## REQUIRED WORK
In the items below, copy out word for word the lines from the one containing "cab roof, reporting" to the one containing "x=537, y=142", both included.

## MATERIAL PROVIDED
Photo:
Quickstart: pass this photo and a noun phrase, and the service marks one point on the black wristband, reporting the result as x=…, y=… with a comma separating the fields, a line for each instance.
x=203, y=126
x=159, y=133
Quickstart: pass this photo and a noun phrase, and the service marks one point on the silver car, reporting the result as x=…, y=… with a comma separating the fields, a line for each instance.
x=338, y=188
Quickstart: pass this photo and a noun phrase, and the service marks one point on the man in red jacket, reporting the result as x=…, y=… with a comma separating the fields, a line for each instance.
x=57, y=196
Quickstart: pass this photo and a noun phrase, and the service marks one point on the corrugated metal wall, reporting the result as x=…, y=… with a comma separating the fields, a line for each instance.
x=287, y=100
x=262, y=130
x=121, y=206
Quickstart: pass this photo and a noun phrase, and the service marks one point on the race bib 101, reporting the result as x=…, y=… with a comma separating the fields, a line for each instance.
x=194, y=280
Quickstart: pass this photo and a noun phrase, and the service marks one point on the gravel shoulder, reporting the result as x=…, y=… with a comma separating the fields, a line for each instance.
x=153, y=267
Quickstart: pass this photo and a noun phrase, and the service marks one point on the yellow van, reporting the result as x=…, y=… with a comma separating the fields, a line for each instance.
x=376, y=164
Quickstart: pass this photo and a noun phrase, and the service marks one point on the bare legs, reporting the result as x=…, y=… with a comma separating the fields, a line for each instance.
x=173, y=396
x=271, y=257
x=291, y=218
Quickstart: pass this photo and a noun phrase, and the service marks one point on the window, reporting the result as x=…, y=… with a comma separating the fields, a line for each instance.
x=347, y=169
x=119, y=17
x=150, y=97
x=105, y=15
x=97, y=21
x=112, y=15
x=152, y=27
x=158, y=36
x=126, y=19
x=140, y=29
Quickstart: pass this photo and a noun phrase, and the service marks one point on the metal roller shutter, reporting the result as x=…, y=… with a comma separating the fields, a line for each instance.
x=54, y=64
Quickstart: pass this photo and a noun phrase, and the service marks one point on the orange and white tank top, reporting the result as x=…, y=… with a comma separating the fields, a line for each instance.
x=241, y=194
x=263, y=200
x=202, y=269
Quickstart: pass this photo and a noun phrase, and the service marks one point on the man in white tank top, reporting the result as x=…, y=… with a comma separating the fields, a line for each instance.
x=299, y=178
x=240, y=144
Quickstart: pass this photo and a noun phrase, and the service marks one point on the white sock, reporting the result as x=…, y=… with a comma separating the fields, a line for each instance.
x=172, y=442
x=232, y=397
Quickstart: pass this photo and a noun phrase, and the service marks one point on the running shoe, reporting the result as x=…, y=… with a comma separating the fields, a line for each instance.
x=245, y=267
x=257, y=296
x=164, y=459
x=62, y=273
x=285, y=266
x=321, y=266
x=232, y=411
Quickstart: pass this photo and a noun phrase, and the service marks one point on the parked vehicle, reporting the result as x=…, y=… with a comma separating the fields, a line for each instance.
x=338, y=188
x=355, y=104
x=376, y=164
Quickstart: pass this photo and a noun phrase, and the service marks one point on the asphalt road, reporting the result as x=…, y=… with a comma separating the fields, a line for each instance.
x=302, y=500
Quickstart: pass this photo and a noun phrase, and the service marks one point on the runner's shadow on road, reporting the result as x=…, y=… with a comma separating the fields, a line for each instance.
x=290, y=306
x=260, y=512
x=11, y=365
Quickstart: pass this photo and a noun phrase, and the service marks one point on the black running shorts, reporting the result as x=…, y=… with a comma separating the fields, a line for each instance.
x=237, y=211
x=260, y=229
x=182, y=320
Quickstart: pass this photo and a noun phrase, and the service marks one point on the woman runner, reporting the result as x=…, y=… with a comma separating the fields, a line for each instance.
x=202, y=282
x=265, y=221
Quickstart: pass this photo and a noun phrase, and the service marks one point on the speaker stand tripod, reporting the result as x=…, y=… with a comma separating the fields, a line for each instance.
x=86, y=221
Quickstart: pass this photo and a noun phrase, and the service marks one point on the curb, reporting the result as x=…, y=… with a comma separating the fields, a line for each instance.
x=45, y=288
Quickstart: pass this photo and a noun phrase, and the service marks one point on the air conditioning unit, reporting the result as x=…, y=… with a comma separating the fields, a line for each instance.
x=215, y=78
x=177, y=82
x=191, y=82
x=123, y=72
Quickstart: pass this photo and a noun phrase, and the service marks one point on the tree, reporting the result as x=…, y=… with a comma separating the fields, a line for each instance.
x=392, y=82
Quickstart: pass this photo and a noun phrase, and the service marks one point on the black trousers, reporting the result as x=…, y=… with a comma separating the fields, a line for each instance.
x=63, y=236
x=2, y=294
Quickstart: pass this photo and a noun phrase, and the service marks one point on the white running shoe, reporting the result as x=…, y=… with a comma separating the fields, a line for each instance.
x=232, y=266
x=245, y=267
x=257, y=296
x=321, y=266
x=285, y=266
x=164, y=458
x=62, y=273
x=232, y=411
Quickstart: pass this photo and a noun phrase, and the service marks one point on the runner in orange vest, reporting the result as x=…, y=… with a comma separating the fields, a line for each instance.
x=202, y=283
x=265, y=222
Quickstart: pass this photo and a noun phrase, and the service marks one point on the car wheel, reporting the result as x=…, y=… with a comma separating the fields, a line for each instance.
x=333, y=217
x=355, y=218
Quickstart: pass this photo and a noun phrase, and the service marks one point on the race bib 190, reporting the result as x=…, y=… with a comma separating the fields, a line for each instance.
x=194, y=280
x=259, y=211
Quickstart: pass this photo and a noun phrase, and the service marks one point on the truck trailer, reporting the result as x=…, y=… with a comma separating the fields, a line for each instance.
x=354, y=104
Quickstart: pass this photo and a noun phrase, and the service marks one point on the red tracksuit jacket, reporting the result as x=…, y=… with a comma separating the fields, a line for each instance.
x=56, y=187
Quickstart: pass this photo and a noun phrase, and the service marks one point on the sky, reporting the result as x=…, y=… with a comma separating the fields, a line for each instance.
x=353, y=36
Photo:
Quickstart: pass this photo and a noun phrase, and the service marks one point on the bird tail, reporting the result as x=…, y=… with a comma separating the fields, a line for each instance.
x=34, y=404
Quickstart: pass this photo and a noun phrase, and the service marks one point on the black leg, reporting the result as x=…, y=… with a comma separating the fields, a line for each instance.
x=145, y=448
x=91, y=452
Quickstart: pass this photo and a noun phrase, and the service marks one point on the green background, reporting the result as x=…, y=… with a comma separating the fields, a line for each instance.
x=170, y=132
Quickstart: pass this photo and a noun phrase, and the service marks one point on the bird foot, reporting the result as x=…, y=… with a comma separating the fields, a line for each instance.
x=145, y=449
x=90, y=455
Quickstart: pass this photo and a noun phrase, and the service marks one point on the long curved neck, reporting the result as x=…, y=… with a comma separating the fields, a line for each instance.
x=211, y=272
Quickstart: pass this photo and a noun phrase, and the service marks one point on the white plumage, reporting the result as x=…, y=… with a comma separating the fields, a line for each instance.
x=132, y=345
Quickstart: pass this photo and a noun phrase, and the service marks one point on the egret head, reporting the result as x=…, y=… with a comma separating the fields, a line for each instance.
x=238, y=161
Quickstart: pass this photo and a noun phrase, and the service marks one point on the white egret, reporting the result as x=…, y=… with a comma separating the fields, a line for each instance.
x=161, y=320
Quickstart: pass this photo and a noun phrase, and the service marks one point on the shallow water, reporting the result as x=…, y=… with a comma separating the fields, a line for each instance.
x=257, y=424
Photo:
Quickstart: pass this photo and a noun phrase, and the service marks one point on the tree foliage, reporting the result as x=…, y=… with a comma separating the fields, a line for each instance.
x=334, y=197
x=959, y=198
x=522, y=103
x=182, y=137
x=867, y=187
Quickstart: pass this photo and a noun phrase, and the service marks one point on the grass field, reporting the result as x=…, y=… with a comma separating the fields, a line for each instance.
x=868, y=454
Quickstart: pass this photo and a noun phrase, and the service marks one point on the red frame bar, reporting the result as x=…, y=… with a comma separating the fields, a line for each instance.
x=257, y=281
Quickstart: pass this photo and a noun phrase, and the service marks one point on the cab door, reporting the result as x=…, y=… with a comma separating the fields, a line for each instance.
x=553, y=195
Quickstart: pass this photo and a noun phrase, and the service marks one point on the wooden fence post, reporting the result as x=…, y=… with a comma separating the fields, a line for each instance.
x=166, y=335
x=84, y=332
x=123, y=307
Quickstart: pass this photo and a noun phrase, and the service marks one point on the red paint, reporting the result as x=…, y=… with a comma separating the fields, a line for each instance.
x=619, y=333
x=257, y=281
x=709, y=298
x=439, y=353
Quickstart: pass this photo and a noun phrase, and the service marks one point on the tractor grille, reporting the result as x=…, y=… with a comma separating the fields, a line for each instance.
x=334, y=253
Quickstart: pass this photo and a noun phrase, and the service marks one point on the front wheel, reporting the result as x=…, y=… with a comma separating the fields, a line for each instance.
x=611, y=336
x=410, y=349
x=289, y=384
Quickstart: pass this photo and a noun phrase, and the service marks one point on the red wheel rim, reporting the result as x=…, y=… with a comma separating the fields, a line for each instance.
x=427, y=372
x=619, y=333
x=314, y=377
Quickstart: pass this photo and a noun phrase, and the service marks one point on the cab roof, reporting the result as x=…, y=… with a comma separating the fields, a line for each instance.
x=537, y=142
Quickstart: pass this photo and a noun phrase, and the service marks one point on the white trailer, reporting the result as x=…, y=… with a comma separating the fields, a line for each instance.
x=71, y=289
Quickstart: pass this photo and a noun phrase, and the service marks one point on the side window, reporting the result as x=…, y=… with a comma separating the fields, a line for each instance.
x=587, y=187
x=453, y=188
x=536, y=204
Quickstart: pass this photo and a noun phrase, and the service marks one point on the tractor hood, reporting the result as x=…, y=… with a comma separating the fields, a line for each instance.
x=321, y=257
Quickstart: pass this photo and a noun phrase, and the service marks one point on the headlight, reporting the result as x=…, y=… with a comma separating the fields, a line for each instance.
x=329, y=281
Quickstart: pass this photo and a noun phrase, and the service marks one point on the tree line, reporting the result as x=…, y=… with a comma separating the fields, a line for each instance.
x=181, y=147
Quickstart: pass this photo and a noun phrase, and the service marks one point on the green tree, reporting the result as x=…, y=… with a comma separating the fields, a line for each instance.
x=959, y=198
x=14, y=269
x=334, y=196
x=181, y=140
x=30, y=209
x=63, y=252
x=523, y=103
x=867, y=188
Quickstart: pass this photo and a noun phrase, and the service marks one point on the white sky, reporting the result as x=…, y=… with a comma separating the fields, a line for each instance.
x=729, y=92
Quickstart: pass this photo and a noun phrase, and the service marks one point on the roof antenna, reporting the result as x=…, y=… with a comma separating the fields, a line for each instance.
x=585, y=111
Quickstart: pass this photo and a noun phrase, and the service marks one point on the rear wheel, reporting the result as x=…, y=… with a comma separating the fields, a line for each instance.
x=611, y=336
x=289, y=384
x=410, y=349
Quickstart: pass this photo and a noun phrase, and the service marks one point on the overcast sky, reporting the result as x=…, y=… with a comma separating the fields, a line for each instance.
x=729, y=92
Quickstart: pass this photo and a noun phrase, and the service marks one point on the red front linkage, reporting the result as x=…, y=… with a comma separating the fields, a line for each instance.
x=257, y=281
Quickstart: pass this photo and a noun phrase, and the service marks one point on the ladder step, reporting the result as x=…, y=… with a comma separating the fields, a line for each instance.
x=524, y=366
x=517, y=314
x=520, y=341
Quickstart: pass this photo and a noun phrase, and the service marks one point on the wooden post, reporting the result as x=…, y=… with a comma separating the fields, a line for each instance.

## WORKED SOLUTION
Quickstart: pass this photo and a noun phrase, and the service marks one point on the cab roof, reporting the result as x=…, y=… with a comma separating the fields, a line for each instance.
x=537, y=142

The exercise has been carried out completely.